### Stated task
Please print all of the material below, word for word.

▬▬▬▬▬▬▬▬▬▬

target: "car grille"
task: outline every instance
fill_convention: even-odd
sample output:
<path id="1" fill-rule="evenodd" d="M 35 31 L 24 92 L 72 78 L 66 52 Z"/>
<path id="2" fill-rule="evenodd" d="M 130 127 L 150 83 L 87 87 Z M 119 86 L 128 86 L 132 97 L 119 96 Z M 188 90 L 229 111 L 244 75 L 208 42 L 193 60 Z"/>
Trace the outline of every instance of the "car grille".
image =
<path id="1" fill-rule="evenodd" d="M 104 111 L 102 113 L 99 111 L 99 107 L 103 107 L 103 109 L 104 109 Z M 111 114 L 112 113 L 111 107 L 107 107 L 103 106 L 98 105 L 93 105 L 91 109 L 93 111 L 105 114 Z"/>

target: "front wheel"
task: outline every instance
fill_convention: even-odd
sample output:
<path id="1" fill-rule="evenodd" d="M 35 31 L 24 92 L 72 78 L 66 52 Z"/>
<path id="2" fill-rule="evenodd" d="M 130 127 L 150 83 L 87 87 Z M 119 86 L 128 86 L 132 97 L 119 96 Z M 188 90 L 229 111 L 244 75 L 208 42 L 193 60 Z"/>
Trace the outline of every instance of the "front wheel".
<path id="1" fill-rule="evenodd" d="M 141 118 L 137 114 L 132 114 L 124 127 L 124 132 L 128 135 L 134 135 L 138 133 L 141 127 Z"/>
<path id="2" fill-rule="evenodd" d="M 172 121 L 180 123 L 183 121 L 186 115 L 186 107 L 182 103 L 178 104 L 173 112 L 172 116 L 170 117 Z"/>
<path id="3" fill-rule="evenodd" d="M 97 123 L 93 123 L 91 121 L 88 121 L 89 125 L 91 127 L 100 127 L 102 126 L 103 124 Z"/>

▬▬▬▬▬▬▬▬▬▬

### Solution for this problem
target: "car grille"
task: outline every instance
fill_convention: even-odd
sample output:
<path id="1" fill-rule="evenodd" d="M 35 31 L 24 92 L 72 78 L 66 52 Z"/>
<path id="2" fill-rule="evenodd" d="M 130 127 L 150 83 L 87 87 Z M 119 86 L 128 86 L 132 97 L 119 96 Z M 188 90 L 229 111 L 244 75 L 208 42 L 193 60 Z"/>
Trace the outline of every instance of the "car grille".
image =
<path id="1" fill-rule="evenodd" d="M 104 111 L 102 113 L 99 111 L 99 107 L 103 107 L 103 109 L 104 109 Z M 111 114 L 112 113 L 111 107 L 107 107 L 103 106 L 98 105 L 93 105 L 91 109 L 93 111 L 105 114 Z"/>

target: "front wheel"
task: outline every instance
fill_convention: even-odd
sample output:
<path id="1" fill-rule="evenodd" d="M 35 31 L 24 92 L 72 78 L 66 52 Z"/>
<path id="2" fill-rule="evenodd" d="M 130 127 L 150 83 L 87 87 Z M 119 86 L 128 86 L 132 97 L 119 96 Z M 188 90 L 229 111 L 244 75 L 208 42 L 193 60 Z"/>
Trace the outline of every instance of the "front wheel".
<path id="1" fill-rule="evenodd" d="M 141 118 L 137 114 L 132 114 L 124 127 L 124 132 L 128 135 L 134 135 L 138 133 L 141 127 Z"/>
<path id="2" fill-rule="evenodd" d="M 172 121 L 180 123 L 183 121 L 186 115 L 186 107 L 182 103 L 178 104 L 173 112 L 172 116 L 170 117 Z"/>
<path id="3" fill-rule="evenodd" d="M 97 123 L 93 123 L 91 121 L 88 121 L 89 125 L 91 127 L 100 127 L 102 126 L 103 124 Z"/>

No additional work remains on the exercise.